▶ _Task prompt_
Below is a block of records; repeat all of them exactly.

-- start Data for this exercise --

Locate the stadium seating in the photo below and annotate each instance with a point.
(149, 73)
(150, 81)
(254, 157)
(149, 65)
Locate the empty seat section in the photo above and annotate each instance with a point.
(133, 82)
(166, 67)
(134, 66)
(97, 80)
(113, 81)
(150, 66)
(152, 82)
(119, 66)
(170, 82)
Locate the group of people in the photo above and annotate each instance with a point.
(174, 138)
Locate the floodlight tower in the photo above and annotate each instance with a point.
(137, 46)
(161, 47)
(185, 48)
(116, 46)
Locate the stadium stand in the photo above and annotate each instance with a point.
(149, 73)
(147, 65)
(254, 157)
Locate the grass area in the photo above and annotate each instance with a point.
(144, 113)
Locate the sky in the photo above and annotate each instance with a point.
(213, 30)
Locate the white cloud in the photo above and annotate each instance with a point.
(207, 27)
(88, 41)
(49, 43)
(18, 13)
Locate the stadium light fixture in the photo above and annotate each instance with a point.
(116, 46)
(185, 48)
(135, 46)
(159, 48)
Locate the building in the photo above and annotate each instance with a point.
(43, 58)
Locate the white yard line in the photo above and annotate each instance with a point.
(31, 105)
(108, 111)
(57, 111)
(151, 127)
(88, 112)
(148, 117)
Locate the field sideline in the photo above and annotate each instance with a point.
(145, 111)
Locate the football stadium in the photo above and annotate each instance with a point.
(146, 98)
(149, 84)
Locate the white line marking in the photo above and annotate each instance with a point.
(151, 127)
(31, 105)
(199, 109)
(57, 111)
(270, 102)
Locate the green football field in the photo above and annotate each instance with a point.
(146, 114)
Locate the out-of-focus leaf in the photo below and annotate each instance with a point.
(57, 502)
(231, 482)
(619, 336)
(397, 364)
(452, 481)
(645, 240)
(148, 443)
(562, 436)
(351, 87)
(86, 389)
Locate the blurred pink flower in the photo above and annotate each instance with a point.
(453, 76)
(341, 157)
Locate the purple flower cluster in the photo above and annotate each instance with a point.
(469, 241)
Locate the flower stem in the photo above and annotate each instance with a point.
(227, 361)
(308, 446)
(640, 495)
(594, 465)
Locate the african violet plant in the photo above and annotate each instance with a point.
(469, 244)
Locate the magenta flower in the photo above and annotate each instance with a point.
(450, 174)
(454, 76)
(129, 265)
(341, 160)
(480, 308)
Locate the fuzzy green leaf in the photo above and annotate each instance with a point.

-- end Data for this exercise --

▶ _Reply_
Locate the stadium seating in the photo below and annotate each instance with a point.
(149, 73)
(150, 81)
(254, 157)
(149, 65)
Locate the empty seat section in the photo above and annotate each instance with a point.
(133, 82)
(166, 67)
(134, 66)
(97, 80)
(113, 81)
(150, 66)
(152, 82)
(119, 66)
(170, 82)
Locate the group of people in the photo above and annotate each instance with a point.
(174, 138)
Locate the floodlight tower in the photo above and annotate each instance with a point.
(137, 46)
(161, 47)
(185, 48)
(116, 46)
Locate the stadium stand in the photo above and annotate each instance with a point.
(149, 73)
(147, 65)
(254, 157)
Locate the grass area in the photo above and annotate each instance with a point.
(144, 113)
Locate the sky in the photo above and annotate each instance with a point.
(213, 30)
Locate the white cloud in the photo above and annotate each instance with a point.
(207, 27)
(88, 41)
(49, 43)
(18, 13)
Locate the stadium light fixture in the photo above and annotate each instance with a point.
(116, 46)
(185, 48)
(135, 46)
(159, 48)
Locate the building in the photo above and annotate each instance with a point.
(43, 58)
Locate the white yard line in the photo above and annotate each instance with a point.
(31, 105)
(108, 111)
(57, 111)
(151, 127)
(88, 112)
(148, 117)
Locate the field sideline in the photo above and annotate each instance with a point.
(145, 111)
Locate the football stadium in the photo above and annotate each instance with a point.
(146, 98)
(149, 84)
Locate the white line marking in the photo above and annotate each instance with a point.
(151, 127)
(31, 105)
(199, 109)
(57, 111)
(270, 102)
Locate the green football field in the photo above and annotate each instance with a point.
(146, 114)
Locate the out-of-focus leaf in the photo below and annotate each instance with a point.
(57, 502)
(231, 482)
(619, 336)
(397, 364)
(452, 481)
(645, 240)
(148, 443)
(562, 436)
(351, 87)
(86, 389)
Locate the blurred pink flower in the photo above and annotate each instance with a point.
(453, 76)
(341, 157)
Locate the purple flower cluster in the photo above and annotate each instance with a point.
(469, 241)
Locate the flower stem in the photo above and annotate each instance with a point.
(227, 361)
(308, 446)
(640, 495)
(594, 465)
Locate the african violet plant in the photo above and annotate each instance with a point.
(469, 244)
Locate the magenta flower in the photo above and annotate each instance with a point.
(450, 174)
(454, 76)
(129, 265)
(341, 160)
(480, 308)
Locate the fuzzy green leaf in the photo above and annotate each instance with a point.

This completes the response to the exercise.